Texte proposé
****

Au moment où nous passons en face des ghats, des cadavres brûlent et empestent l’air d’une senteur âcre de chair qui roussit. Ces temples, ces mosquées, ces châteaux, élevés par les puissants maharajahs et par les riches particuliers, bordent la rive du fleuve, sans solution de continuité, sur une longueur de plus de deux milles. Les deux minarets de la mosquée d’Aurangzeb dominent les tours et les coupoles de leurs aiguilles de plus de deux cents pieds. C’est une des vues les plus grandioses qui puisse être. Au plafond du portique sept essaims d’abeilles font leurs gâteaux de miel ; aucune ruche ne les recouvre ; ils sont collés à la voûte. À côté, le Temple de Népaul étale ses sculptures obscènes.

****

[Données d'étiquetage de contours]
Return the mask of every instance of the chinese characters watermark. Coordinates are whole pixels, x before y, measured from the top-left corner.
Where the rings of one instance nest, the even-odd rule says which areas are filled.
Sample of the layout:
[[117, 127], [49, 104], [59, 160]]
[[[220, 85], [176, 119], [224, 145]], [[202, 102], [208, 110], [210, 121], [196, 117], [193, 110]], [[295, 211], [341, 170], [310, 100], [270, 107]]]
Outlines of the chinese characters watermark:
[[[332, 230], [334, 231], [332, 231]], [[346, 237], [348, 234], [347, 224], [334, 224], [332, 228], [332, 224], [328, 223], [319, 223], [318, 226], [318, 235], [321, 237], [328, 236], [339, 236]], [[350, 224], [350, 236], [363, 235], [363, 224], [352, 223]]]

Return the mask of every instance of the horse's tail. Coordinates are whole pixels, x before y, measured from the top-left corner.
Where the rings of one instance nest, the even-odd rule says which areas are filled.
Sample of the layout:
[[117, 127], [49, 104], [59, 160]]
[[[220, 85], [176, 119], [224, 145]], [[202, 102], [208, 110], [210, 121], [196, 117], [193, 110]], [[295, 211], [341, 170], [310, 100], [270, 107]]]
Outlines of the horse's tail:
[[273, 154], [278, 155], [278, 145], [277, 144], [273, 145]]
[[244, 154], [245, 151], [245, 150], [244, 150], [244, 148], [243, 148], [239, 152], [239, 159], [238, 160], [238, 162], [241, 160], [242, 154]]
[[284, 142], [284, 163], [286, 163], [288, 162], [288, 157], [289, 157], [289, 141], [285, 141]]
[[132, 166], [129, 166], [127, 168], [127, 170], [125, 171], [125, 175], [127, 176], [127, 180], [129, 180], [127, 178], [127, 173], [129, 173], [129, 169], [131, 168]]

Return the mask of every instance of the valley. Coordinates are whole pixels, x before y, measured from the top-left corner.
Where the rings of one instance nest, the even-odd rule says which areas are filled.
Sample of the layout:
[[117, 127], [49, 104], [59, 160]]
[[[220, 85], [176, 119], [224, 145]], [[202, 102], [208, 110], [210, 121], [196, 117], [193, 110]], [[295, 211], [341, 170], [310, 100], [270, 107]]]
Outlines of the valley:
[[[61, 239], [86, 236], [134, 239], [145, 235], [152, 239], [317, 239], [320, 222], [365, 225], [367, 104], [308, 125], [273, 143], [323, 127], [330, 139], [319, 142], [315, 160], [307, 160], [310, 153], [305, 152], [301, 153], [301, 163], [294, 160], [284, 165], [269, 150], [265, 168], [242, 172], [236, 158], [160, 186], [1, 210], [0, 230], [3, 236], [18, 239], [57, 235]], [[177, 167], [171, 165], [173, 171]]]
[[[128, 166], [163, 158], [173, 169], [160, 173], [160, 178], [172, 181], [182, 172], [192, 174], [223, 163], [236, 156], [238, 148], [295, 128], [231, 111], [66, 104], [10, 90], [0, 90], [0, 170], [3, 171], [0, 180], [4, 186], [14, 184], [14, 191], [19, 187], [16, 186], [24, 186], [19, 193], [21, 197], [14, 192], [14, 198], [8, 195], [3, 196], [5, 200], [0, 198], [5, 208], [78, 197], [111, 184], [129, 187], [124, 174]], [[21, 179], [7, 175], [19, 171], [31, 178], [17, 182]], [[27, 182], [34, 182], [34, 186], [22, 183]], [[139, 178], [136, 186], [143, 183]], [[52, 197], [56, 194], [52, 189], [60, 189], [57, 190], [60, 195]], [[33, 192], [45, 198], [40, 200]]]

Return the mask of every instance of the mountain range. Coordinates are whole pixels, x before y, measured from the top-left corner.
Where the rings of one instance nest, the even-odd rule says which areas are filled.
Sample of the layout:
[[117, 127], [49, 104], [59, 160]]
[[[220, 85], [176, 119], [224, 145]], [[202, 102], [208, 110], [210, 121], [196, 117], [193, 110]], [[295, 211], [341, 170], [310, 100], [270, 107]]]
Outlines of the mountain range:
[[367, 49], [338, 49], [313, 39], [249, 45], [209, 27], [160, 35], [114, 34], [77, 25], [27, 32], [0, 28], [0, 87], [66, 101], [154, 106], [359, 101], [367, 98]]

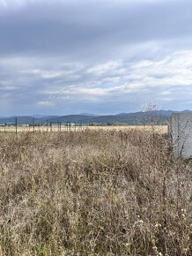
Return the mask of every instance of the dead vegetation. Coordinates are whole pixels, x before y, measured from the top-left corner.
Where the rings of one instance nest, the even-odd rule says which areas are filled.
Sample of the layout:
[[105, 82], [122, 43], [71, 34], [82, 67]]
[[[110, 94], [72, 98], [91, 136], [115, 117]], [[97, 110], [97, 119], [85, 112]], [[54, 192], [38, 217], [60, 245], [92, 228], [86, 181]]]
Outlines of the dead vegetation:
[[0, 137], [1, 256], [189, 256], [191, 168], [147, 131]]

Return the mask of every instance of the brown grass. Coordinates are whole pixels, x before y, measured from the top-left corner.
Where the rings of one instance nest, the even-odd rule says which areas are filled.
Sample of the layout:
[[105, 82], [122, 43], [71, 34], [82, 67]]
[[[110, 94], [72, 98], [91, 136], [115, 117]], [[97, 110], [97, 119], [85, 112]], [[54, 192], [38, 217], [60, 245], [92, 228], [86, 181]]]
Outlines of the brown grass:
[[0, 255], [191, 255], [191, 167], [165, 135], [0, 137]]

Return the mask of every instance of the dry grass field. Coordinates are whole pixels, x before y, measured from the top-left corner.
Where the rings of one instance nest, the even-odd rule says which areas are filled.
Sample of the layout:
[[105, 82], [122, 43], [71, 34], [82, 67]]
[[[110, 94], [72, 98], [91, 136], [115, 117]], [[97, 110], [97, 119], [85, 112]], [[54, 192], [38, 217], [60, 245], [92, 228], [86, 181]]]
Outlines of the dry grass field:
[[[167, 125], [94, 125], [94, 126], [88, 126], [88, 125], [83, 125], [83, 126], [71, 126], [67, 127], [64, 125], [62, 125], [61, 130], [58, 128], [57, 125], [54, 125], [53, 127], [47, 127], [45, 126], [35, 126], [35, 127], [25, 127], [25, 126], [18, 126], [17, 130], [18, 132], [69, 132], [69, 131], [82, 131], [85, 129], [90, 130], [105, 130], [105, 131], [112, 131], [112, 130], [117, 130], [117, 131], [128, 131], [128, 130], [143, 130], [143, 131], [153, 131], [160, 133], [166, 133], [167, 132]], [[0, 133], [6, 133], [6, 132], [15, 132], [16, 128], [15, 126], [6, 126], [6, 127], [1, 127], [0, 126]]]
[[167, 136], [0, 136], [1, 256], [189, 256], [192, 171]]

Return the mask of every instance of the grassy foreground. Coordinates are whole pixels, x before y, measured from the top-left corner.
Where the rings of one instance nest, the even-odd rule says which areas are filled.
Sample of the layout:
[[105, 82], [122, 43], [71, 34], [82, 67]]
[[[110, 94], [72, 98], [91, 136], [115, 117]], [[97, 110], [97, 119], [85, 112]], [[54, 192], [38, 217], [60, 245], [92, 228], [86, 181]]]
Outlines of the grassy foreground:
[[190, 163], [162, 134], [0, 137], [0, 255], [191, 255]]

****

Consignes
**a.** Répondez aux questions suivantes à partir du passage sur les ghats :
(i) Combien de minarets la mosquée d'Aurangzeb possède-t-elle ?
(ii) Sur quelle longueur les temples, mosquées et châteaux bordent-ils la rive du fleuve ?
(iii) Combien d'essaims d'abeilles se trouvent au plafond du portique ?
**b.** Recopiez fidèlement, dans le passage sur les ghats, le segment allant de « Au moment où » jusqu'à « ses sculptures obscènes. ».
**c.** Indiquez si chacune des affirmations suivantes concorde avec le passage sur les ghats, en répondant par oui ou par non et en citant les mots décisifs :
(i) Les essaims d'abeilles sont abrités par des ruches.
(ii) Les édifices de la rive ont été élevés uniquement par des maharajahs.
(iii) Le Temple de Népaul présente des sculptures.

Réponses aux consignes
**a.**
(i) Deux.
(ii) Plus de deux milles.
(iii) Sept.

**b.**
Au moment où nous passons en face des ghats, des cadavres brûlent et empestent l’air d’une senteur âcre de chair qui roussit. Ces temples, ces mosquées, ces châteaux, élevés par les puissants maharajahs et par les riches particuliers, bordent la rive du fleuve, sans solution de continuité, sur une longueur de plus de deux milles. Les deux minarets de la mosquée d’Aurangzeb dominent les tours et les coupoles de leurs aiguilles de plus de deux cents pieds. C’est une des vues les plus grandioses qui puisse être. Au plafond du portique sept essaims d’abeilles font leurs gâteaux de miel ; aucune ruche ne les recouvre ; ils sont collés à la voûte. À côté, le Temple de Népaul étale ses sculptures obscènes.

**c.**
(i) Non : « aucune ruche ne les recouvre ».
(ii) Non : « élevés par les puissants maharajahs et par les riches particuliers ».
(iii) Oui : « le Temple de Népaul étale ses sculptures obscènes ».